DATA SHOWN: Begin

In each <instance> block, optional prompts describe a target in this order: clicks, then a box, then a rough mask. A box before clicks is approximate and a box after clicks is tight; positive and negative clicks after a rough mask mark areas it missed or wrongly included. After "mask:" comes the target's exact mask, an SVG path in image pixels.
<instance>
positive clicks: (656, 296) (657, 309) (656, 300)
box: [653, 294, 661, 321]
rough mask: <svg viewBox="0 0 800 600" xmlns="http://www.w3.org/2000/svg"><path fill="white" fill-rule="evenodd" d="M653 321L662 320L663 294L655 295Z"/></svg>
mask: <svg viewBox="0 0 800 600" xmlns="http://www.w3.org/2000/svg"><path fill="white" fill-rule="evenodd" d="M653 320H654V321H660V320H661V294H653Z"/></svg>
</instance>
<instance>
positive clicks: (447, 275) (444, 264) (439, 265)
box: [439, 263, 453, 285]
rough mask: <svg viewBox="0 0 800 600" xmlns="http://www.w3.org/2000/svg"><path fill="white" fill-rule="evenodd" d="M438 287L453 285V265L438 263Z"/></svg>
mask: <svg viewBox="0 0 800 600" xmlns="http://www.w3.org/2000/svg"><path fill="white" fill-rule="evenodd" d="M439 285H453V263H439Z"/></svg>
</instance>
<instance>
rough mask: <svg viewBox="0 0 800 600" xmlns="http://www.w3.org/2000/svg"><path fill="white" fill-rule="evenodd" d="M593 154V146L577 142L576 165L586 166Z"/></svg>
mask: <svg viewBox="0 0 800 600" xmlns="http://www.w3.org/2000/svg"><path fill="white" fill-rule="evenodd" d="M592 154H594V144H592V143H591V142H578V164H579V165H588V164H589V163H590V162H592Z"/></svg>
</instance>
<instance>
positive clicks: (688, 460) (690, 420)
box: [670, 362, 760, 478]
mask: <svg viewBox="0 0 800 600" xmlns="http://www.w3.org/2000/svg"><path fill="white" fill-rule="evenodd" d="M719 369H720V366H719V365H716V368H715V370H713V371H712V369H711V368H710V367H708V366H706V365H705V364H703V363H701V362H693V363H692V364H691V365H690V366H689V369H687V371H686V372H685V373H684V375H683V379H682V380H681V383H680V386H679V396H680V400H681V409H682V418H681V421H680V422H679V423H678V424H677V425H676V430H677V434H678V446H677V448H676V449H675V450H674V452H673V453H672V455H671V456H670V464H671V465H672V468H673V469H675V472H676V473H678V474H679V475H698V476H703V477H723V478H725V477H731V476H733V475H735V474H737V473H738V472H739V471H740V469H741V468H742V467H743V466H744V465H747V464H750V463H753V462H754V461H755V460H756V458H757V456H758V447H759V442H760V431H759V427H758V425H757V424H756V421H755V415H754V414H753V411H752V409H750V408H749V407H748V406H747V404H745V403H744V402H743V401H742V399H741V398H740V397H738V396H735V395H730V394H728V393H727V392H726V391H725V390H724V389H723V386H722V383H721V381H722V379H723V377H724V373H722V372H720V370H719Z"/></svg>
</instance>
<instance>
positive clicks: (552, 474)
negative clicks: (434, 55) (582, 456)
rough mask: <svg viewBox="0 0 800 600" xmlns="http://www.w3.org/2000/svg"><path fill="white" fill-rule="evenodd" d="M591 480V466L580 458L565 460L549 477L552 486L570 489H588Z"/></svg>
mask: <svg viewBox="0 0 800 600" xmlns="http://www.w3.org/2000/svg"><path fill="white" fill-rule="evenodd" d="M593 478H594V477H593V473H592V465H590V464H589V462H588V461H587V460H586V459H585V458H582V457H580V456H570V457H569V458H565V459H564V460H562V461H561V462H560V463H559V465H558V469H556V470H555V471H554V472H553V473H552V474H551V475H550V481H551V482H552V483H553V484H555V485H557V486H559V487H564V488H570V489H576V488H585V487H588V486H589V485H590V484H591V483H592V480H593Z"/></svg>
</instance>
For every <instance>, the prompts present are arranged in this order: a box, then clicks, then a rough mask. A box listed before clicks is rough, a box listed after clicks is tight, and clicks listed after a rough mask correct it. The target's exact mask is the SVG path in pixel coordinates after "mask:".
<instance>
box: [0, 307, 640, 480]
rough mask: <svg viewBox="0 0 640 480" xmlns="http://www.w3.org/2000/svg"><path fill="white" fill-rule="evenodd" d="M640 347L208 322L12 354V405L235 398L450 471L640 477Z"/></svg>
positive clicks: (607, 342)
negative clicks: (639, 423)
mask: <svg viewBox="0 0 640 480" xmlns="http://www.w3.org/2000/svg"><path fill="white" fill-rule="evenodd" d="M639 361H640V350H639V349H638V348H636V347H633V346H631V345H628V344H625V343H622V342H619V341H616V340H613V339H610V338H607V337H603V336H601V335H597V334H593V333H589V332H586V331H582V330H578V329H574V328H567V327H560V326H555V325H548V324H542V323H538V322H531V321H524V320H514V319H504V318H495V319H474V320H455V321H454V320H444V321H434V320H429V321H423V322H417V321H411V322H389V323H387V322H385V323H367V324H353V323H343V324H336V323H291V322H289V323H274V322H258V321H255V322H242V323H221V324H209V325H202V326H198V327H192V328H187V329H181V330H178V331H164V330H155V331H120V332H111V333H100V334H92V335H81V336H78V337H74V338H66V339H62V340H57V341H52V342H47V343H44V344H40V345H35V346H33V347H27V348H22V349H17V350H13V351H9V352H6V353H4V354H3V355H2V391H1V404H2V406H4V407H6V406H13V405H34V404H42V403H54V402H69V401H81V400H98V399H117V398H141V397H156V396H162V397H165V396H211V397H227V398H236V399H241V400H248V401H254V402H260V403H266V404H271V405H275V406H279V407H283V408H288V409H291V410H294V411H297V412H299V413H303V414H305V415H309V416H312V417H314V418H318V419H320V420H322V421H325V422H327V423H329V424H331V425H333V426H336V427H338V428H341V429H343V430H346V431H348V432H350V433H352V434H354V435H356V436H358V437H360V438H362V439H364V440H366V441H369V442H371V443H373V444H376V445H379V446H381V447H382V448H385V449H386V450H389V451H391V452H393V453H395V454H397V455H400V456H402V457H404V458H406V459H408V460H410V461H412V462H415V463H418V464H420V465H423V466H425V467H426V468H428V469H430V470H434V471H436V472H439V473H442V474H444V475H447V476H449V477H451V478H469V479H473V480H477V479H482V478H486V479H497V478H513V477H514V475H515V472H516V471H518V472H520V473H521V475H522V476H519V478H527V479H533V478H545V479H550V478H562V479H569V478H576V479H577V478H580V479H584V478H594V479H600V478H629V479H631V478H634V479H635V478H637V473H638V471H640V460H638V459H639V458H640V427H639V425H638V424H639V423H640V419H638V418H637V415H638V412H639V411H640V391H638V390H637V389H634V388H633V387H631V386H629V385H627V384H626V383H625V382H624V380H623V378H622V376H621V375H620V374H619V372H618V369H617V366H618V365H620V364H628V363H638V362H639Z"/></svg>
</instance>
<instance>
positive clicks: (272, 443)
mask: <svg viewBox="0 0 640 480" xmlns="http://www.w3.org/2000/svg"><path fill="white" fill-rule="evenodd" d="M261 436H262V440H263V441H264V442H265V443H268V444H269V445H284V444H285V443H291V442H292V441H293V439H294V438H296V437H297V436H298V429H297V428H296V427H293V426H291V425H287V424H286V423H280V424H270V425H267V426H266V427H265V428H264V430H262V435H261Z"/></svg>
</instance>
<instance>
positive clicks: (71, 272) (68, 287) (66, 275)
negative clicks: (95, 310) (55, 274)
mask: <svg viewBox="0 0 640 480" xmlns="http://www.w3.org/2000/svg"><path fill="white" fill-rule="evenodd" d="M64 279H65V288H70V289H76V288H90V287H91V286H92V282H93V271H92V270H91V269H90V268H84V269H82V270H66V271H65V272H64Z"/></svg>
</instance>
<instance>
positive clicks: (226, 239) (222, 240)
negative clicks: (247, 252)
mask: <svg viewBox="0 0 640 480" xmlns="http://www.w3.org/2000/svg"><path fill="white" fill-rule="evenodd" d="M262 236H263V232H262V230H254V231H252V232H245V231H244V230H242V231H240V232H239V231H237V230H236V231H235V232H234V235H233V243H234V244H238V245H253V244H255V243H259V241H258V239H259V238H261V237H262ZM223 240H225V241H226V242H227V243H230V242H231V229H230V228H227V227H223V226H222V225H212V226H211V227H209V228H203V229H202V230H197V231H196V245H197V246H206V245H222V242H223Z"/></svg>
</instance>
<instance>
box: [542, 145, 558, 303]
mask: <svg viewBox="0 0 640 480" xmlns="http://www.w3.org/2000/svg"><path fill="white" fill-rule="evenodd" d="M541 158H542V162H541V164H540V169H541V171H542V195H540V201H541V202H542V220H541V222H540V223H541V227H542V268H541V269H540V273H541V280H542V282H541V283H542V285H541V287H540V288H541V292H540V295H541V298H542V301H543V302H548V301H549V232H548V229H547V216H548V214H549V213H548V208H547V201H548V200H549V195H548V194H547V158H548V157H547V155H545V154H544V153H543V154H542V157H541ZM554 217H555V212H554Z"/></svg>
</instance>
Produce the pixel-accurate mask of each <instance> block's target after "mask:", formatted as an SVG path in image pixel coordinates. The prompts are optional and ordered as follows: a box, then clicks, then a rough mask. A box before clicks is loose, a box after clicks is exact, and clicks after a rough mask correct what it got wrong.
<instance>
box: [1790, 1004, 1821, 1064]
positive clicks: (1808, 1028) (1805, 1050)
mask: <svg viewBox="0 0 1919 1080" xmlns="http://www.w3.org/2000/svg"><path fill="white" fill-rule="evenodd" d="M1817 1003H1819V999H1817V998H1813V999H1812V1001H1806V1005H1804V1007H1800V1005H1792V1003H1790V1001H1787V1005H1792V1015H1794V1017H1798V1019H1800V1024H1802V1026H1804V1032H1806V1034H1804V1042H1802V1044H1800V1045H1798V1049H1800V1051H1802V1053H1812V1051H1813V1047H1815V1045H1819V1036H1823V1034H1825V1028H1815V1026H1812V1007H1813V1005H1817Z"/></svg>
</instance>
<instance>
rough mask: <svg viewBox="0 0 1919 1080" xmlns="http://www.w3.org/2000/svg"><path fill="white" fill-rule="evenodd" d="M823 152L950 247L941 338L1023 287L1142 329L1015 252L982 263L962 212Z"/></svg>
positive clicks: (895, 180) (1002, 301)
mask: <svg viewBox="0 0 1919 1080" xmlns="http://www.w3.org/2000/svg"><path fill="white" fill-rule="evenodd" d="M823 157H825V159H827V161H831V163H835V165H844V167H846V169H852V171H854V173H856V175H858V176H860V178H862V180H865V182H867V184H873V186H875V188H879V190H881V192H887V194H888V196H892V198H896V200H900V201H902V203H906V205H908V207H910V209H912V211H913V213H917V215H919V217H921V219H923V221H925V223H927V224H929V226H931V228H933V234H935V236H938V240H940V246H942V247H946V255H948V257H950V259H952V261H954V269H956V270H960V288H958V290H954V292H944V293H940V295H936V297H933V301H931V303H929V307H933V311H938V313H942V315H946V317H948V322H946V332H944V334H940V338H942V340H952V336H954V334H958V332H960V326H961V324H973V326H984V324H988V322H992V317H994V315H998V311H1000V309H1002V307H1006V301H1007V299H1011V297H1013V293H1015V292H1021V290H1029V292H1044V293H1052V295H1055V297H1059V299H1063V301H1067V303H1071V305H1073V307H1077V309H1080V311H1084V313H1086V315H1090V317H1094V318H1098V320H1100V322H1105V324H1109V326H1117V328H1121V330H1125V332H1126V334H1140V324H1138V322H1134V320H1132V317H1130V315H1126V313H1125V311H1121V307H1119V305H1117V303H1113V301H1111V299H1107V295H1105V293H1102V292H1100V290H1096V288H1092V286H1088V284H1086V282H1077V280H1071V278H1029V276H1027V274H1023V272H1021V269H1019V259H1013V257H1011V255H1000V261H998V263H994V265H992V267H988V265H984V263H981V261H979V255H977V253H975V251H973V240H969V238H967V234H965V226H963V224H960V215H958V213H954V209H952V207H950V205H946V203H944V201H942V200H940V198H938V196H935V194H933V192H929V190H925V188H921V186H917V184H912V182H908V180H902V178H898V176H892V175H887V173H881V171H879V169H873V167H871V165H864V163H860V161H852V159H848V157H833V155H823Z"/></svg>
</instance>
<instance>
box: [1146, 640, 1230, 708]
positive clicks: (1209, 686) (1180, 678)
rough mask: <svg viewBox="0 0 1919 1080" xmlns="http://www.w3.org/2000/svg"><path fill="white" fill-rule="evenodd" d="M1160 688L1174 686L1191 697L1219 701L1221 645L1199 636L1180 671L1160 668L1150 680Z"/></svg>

DATA SHOWN: End

ASSIGNED TASK - Word for word, restate the lines of the data above that fall between the line holding "For every <instance>, the" and the line holding "positive clicks: (607, 342)", inclusive, and no other lines.

OUTPUT OF THE EXERCISE -
For every <instance>, the prompts present are arranged in this order: a box, then clicks, then a rough mask. A box listed before clicks is rough, a box listed after clicks is tight, and clicks listed after a rough mask correct it. The target's exact mask is the SVG path in pixel coordinates after "mask:".
<instance>
box: [0, 307, 640, 480]
rough mask: <svg viewBox="0 0 640 480" xmlns="http://www.w3.org/2000/svg"><path fill="white" fill-rule="evenodd" d="M640 347L208 322L12 354V405L235 398L450 471L640 477Z"/></svg>
positive clicks: (607, 342)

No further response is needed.